**WHAT THE TASK ASKS:** Rewrite the records from the line with "mark the church spire" up to and including the line with "[824,614,857,721]", keeping every line and adding 59 to each bounding box coordinate.

[Bounding box annotation entries]
* BEGIN *

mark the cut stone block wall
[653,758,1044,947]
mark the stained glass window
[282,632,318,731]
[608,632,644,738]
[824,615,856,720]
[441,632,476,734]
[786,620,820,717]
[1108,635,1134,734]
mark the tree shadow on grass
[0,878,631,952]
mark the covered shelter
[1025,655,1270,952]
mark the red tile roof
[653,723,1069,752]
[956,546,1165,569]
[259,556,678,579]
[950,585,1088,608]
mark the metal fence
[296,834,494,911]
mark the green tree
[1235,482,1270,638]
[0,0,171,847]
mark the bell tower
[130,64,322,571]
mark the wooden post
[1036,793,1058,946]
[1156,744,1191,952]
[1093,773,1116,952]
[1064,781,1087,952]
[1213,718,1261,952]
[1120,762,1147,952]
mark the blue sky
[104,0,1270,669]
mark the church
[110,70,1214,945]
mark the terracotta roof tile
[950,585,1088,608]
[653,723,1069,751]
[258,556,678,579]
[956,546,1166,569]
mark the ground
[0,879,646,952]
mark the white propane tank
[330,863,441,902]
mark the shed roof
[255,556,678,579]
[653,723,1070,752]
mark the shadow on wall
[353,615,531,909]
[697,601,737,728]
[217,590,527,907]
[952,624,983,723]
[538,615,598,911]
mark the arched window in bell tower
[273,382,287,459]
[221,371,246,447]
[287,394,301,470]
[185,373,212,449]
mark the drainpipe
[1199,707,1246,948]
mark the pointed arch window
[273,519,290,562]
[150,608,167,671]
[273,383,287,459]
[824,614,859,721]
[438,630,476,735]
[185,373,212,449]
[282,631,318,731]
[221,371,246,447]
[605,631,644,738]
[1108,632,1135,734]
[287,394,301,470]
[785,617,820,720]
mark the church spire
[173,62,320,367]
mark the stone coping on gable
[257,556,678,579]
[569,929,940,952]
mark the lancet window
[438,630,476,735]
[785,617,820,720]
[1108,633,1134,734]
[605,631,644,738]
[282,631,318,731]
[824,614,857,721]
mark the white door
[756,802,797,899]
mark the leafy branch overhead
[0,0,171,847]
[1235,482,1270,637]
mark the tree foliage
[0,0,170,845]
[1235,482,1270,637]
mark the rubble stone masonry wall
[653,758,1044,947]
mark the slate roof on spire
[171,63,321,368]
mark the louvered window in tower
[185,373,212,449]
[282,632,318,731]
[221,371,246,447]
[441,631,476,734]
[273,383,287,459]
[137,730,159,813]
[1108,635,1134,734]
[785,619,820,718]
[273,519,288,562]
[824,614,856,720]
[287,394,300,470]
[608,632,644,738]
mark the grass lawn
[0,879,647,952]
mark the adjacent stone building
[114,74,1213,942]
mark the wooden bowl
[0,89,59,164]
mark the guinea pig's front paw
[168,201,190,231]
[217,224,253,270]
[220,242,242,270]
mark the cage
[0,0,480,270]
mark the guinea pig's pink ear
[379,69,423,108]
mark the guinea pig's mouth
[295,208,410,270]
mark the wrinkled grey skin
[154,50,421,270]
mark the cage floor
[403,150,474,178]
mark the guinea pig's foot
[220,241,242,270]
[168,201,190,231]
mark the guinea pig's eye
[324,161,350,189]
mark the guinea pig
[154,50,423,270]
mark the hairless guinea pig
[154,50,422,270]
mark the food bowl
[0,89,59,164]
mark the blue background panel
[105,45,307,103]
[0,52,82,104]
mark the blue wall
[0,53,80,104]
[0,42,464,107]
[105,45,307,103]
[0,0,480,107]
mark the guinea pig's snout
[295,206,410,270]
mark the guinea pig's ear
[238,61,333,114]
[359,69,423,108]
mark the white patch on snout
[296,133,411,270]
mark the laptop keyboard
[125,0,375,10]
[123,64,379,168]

* END *

**RESULT OF THIS TASK:**
mark the church spire
[232,121,379,426]
mark the stone coping on gable
[316,615,737,638]
[628,988,999,1011]
mark the lancet window
[497,689,535,794]
[844,676,879,779]
[1167,692,1193,793]
[664,690,703,797]
[341,690,377,790]
[883,673,916,780]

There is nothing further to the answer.